● **INFORMATION SUPPLIED**:
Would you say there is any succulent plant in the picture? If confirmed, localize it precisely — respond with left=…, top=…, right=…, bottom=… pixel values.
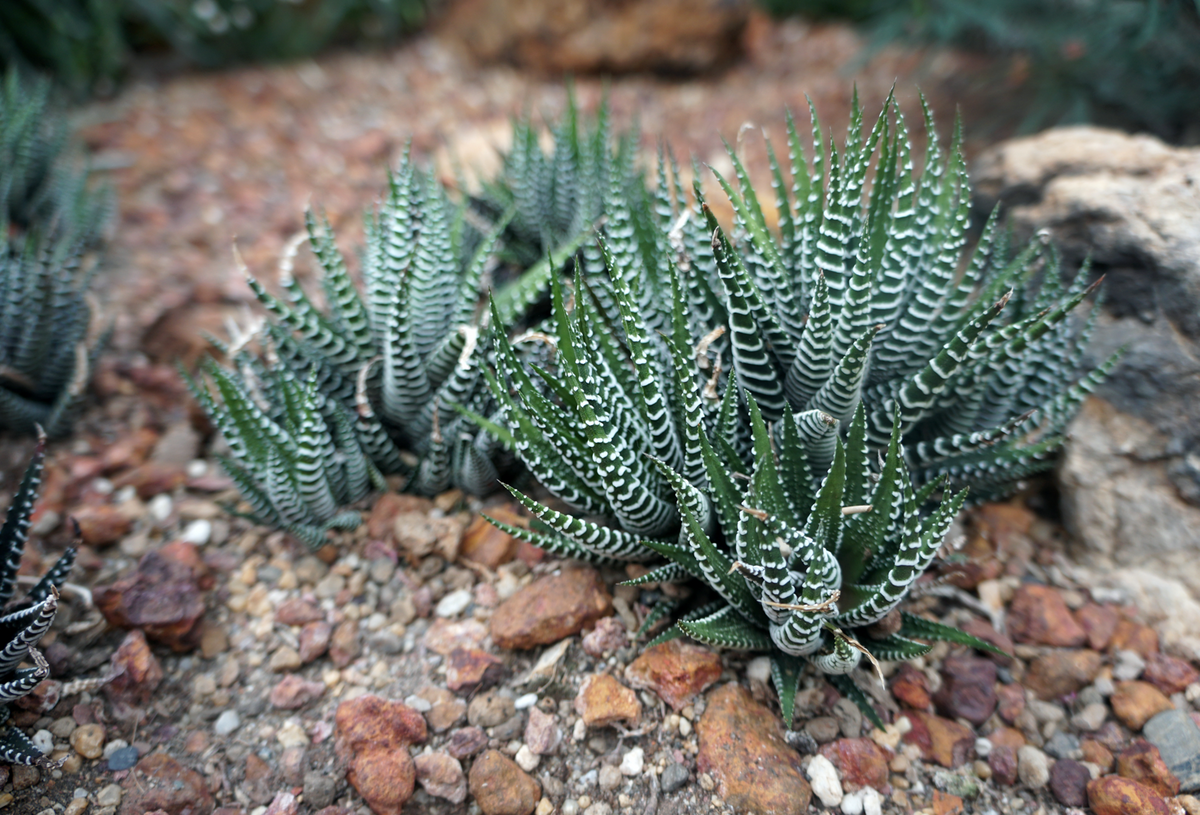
left=0, top=434, right=77, bottom=766
left=0, top=233, right=104, bottom=437
left=482, top=94, right=1116, bottom=724
left=0, top=69, right=110, bottom=245
left=193, top=149, right=565, bottom=543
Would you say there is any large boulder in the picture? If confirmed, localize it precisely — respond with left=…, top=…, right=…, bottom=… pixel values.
left=973, top=127, right=1200, bottom=592
left=436, top=0, right=751, bottom=74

● **PROBLEM STATEMENT**:
Each line of the data above must be repeated exactly, images excluded.

● **RESULT**:
Would you say there is any succulent plant in the picture? If confirmed, localize it precisely — respond with left=…, top=…, right=…, bottom=… pixel values.
left=0, top=434, right=77, bottom=766
left=0, top=233, right=104, bottom=437
left=482, top=94, right=1116, bottom=724
left=0, top=69, right=110, bottom=245
left=193, top=149, right=565, bottom=543
Would you say there is any large boulder in the picture? If confirmed, localize it precisely — respond with left=…, top=…, right=…, bottom=… pixel values.
left=973, top=127, right=1200, bottom=592
left=436, top=0, right=751, bottom=74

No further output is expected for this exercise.